| SECCIÓN DEL TEXTO |

Con los testigos de las masacres multiplicándose, la ira de los israelíes y del mundo libre va creciendo. El portavoz de Hamás, Abu Obeida, amenaza con ejecutar a los secuestrados y transmitir sus fusilamientos en todos los medios de comunicación y redes sociales, al estilo del Estado Islámico.

Muy pronto se acabarán las reservas de gasolina y no habrá electricidad en Gaza, ni tampoco agua. Pero a Hamás poco le importa, ya que convirtió a los dos millones de palestinos en auténticos rehenes. 

Catorce veces en casa del fundador de Hamás

Entrevisté a gran parte de sus líderes en Gaza, Cisjordania, Qatar y Turquía, empezando por el fundador, el jeque Ahmed Yassin, que creó la organización en 1987. Estuve en su casa catorce veces, entrevistándole durante largas horas. Lo mismo ocurrió con sus sucesores Abdel Aziz Rantisi, Mahmud el Zahar e Ismail Hanye, que era el brazo derecho de Yassin y en la actualidad es uno de los principales líderes de la organización. Aunque no se encuentre en Gaza, vi en un video como Hanye miraba orgulloso por televisión las imágenes de la masacre, se arrodillaba en el suelo y rezaba “agradeciendo” a Dios.

| TRABAJO POR REALIZAR |
a – Según el texto sobre Hamás, ¿en qué año creó el jeque Ahmed Yassin la organización?
b – Reproduce sin cambios el tramo del texto sobre Hamás que va desde "Muy pronto se" hasta "en auténticos rehenes.".

| MATERIAL EXTRAÍDO |
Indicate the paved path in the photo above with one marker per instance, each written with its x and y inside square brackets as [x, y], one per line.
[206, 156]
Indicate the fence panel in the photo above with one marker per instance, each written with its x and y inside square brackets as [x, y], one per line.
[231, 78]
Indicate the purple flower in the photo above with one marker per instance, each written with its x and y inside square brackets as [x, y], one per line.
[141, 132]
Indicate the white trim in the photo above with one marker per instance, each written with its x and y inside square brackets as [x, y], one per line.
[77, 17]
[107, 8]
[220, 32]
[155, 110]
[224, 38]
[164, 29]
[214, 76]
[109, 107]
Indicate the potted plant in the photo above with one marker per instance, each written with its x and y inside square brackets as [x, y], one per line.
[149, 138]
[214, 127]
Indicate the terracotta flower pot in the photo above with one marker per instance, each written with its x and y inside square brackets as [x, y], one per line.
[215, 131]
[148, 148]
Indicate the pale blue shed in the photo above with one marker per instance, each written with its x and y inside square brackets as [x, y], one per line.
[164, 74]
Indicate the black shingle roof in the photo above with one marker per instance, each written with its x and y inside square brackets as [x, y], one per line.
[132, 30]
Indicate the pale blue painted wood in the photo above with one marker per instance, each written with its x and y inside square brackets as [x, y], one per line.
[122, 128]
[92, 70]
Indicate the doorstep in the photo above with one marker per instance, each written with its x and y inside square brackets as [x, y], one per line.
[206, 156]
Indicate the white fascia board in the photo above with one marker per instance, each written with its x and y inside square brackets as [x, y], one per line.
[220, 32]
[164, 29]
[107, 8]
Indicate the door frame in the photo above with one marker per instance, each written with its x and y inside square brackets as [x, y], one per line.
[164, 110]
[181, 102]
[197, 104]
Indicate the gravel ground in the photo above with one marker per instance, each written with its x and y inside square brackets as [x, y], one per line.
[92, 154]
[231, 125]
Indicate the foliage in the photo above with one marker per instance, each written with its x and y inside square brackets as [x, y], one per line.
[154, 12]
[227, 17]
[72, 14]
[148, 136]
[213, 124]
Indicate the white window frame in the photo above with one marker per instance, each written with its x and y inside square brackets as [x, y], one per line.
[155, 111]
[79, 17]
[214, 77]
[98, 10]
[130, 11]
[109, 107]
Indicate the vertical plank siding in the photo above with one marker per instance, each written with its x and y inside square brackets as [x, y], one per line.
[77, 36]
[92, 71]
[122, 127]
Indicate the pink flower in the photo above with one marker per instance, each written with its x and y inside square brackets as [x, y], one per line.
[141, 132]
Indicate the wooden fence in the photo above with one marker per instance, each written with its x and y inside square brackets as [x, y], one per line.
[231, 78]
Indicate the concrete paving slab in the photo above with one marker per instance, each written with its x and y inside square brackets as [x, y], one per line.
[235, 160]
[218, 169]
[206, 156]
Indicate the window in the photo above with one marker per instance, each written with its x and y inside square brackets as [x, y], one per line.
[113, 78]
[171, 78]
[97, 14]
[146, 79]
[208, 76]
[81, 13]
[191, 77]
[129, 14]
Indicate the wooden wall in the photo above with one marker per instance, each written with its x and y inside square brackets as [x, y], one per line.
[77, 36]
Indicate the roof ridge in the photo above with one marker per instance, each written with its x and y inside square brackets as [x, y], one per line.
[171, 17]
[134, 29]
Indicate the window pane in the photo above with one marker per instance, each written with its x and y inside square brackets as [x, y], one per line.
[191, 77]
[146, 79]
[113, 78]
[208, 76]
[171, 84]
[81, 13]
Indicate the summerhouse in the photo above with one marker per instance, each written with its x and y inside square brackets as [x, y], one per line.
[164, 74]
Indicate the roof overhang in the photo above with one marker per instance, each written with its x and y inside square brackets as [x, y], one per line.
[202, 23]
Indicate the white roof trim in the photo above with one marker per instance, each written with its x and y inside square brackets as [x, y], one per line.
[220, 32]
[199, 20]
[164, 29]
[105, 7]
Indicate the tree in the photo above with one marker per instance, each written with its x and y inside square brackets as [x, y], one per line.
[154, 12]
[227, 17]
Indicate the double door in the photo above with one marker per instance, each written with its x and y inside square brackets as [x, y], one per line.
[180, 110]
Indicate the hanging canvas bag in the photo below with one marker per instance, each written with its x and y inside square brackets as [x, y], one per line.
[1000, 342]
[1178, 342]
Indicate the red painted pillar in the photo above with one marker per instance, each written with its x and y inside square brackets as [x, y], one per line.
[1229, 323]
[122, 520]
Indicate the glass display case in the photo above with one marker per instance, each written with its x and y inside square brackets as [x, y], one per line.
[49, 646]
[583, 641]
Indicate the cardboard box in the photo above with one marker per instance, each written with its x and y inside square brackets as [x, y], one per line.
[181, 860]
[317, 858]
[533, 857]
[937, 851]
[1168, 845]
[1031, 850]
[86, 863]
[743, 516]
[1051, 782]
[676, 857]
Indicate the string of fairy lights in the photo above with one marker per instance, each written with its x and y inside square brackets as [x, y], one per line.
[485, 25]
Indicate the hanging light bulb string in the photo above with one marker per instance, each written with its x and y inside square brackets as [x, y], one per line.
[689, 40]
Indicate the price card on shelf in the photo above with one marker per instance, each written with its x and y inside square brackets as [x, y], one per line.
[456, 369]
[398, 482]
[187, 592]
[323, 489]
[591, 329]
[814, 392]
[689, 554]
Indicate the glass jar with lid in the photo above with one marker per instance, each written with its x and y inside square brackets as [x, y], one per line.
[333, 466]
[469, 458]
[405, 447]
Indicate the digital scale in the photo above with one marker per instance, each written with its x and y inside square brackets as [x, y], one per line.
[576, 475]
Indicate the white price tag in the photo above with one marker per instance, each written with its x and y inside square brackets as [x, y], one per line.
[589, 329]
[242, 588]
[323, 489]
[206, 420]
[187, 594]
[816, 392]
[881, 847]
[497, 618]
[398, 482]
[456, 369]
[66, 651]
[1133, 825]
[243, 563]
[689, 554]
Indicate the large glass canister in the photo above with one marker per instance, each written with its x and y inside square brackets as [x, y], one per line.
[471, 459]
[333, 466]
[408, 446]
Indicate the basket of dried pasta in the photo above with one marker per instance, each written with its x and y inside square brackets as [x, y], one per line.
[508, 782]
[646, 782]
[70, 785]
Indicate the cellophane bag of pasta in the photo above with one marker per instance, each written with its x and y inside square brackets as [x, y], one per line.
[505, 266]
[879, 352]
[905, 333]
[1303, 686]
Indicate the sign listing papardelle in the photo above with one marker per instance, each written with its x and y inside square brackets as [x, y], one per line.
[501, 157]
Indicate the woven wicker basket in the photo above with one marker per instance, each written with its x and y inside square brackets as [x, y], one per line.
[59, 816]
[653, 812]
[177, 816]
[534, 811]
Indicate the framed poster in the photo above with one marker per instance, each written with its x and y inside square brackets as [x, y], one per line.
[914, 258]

| RESPUESTAS POR TAREA |
a – En 1987.

b –
Muy pronto se acabarán las reservas de gasolina y no habrá electricidad en Gaza, ni tampoco agua. Pero a Hamás poco le importa, ya que convirtió a los dos millones de palestinos en auténticos rehenes.